Action item: Give back the line containing "of the pink" along with every line after it, exactly, until the entries end.
Records to process START
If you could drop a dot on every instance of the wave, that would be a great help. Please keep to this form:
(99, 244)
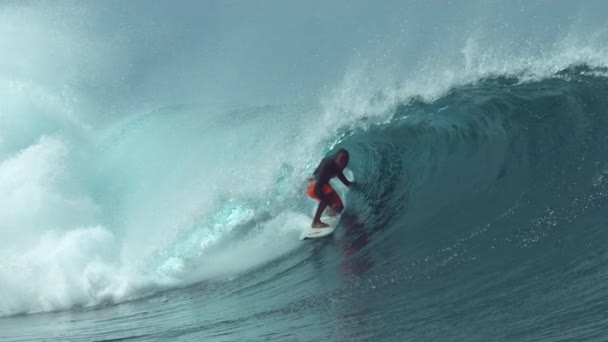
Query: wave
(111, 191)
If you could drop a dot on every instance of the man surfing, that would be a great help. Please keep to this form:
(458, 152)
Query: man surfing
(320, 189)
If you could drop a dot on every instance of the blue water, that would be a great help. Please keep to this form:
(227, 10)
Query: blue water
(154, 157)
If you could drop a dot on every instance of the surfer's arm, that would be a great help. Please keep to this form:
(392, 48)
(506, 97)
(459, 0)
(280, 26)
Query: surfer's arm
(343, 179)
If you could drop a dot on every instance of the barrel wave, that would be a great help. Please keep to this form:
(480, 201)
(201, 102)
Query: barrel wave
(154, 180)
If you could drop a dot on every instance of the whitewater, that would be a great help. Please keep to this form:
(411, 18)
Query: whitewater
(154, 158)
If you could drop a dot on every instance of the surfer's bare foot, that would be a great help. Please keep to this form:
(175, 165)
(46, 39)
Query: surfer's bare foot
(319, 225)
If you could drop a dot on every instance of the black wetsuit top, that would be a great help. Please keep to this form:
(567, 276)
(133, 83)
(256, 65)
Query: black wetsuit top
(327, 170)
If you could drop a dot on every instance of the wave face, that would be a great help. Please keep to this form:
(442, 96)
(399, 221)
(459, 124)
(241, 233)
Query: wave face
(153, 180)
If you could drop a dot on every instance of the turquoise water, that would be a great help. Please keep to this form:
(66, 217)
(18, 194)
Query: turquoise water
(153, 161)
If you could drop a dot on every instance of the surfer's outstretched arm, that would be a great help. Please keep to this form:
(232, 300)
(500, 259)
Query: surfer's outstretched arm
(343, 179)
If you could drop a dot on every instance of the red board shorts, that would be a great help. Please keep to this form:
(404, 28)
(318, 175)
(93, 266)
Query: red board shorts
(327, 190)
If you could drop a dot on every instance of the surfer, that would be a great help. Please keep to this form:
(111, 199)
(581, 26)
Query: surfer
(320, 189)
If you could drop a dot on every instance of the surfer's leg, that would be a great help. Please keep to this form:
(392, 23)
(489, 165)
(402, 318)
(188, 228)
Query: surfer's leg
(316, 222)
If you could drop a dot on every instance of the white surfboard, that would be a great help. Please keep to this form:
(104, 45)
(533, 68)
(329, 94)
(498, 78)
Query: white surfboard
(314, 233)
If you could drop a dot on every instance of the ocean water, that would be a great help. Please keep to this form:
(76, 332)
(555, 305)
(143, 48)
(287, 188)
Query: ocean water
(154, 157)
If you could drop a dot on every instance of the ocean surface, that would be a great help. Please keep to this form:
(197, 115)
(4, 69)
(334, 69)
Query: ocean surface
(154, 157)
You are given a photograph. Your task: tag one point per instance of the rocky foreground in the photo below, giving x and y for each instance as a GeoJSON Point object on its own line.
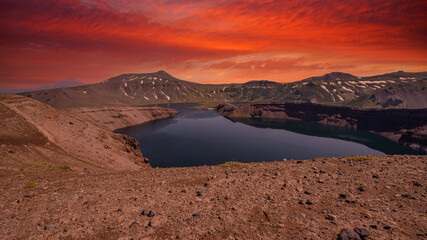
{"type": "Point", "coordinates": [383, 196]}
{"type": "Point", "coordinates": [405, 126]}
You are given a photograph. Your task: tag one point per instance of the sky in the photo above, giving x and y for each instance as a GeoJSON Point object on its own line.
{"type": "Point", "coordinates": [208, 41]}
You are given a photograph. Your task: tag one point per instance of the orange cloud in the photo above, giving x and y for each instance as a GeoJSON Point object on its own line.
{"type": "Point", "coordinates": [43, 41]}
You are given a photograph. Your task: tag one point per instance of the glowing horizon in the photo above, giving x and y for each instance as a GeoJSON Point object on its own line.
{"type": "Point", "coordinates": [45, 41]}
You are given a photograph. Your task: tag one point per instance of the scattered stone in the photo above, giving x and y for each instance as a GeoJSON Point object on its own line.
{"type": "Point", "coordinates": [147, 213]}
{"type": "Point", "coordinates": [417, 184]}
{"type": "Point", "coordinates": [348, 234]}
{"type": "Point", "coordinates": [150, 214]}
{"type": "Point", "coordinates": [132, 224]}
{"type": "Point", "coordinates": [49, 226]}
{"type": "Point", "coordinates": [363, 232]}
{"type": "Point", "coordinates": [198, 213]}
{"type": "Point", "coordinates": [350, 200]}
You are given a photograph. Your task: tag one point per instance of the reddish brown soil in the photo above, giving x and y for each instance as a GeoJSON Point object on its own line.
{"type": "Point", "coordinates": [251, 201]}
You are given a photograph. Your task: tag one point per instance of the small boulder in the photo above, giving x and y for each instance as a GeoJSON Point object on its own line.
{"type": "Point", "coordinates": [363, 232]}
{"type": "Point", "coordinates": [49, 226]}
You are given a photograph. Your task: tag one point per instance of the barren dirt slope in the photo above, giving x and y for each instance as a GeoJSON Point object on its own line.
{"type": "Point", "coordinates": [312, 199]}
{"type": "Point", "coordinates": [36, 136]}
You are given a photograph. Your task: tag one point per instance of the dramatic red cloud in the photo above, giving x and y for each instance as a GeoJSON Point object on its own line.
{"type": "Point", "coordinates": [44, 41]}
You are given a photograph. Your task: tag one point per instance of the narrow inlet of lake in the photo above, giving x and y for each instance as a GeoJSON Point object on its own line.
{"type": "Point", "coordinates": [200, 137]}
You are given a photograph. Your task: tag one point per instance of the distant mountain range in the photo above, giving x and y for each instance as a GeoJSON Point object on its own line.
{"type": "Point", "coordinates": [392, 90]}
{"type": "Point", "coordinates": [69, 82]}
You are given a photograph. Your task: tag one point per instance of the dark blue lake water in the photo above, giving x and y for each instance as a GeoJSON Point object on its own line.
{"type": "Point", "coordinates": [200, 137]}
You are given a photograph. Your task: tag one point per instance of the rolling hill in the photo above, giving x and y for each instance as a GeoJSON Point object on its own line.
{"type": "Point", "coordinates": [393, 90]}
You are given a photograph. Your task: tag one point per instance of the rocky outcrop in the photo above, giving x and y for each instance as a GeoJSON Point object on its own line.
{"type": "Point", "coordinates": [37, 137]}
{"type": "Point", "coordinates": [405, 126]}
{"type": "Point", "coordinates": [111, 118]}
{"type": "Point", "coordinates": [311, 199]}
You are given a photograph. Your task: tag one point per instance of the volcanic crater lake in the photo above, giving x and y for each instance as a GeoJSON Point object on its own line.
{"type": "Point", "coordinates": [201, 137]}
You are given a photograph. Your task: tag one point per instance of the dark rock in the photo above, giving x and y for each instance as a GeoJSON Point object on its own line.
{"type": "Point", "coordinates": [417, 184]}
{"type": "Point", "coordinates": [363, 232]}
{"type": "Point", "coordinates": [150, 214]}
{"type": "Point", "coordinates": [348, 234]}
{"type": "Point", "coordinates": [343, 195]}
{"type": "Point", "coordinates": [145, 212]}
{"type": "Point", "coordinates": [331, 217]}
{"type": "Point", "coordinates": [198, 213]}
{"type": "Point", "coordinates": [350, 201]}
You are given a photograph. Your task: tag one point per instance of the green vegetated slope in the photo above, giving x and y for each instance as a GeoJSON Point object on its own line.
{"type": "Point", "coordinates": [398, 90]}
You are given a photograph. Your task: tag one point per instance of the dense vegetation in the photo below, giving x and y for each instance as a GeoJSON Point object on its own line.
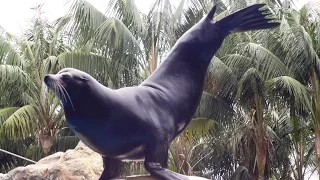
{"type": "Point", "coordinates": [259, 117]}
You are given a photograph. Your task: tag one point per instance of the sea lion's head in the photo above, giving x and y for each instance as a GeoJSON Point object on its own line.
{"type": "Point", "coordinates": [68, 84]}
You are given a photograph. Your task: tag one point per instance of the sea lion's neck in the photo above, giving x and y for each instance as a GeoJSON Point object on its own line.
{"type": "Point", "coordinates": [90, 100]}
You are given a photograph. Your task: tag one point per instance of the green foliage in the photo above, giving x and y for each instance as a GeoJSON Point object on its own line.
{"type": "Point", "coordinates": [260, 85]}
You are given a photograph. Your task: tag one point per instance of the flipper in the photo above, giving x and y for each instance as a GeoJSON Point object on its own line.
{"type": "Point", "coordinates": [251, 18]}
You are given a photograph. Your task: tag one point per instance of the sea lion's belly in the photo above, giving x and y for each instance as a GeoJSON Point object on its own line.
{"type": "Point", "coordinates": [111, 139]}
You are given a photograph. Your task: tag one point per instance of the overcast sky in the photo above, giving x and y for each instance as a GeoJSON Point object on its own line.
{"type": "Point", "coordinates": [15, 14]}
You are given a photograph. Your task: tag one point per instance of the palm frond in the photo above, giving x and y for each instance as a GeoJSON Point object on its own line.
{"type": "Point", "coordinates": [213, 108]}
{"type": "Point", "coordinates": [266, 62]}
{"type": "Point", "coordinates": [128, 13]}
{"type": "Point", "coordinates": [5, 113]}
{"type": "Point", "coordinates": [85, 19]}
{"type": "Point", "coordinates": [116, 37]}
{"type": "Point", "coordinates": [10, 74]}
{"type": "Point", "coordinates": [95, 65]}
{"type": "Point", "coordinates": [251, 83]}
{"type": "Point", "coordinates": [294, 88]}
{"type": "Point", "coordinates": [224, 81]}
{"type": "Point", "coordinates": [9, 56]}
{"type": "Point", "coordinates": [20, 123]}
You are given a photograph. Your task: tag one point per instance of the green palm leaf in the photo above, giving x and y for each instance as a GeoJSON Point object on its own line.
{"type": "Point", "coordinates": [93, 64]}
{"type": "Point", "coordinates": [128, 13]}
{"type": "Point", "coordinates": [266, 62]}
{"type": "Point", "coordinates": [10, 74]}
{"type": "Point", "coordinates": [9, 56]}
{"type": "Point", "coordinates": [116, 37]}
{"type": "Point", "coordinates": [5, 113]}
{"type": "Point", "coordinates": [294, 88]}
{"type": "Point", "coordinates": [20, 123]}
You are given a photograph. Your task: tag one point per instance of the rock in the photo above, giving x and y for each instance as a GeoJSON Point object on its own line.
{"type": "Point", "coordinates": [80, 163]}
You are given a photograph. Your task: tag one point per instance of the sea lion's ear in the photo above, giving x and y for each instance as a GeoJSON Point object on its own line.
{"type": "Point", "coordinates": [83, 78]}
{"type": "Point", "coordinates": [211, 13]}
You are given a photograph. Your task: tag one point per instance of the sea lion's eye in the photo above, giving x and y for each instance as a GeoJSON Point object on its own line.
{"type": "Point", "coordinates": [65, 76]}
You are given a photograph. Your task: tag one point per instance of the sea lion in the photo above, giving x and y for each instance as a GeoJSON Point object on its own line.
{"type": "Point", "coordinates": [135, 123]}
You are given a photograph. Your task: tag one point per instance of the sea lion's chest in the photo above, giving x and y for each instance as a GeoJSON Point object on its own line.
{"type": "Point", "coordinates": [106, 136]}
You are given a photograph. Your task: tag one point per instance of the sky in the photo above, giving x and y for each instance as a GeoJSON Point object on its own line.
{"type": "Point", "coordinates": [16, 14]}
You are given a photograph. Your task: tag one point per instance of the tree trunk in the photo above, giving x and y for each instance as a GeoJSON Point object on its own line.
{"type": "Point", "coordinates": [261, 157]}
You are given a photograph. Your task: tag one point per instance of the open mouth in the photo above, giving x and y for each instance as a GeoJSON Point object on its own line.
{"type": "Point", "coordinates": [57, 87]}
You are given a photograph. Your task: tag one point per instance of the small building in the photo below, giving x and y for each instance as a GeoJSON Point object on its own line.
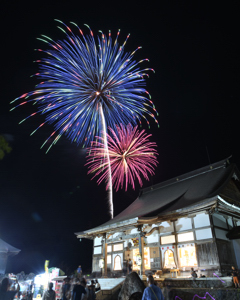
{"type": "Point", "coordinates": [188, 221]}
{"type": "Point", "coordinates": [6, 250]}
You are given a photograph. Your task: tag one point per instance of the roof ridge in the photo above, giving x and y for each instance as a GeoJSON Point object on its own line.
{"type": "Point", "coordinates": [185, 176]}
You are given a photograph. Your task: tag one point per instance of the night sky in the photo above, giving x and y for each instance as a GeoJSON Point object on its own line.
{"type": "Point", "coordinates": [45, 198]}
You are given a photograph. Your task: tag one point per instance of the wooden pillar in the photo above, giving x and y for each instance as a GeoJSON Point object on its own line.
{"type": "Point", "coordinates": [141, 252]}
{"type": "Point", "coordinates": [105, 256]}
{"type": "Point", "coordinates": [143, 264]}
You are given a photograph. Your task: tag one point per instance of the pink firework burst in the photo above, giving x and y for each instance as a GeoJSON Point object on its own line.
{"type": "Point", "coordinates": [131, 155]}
Records to process END
Response:
You are given a photograph. Your task: tag one point per instance of the pink firework burst in the photo above, giving x and y for each instance as a GeoJSON Point object on its own line.
{"type": "Point", "coordinates": [131, 155]}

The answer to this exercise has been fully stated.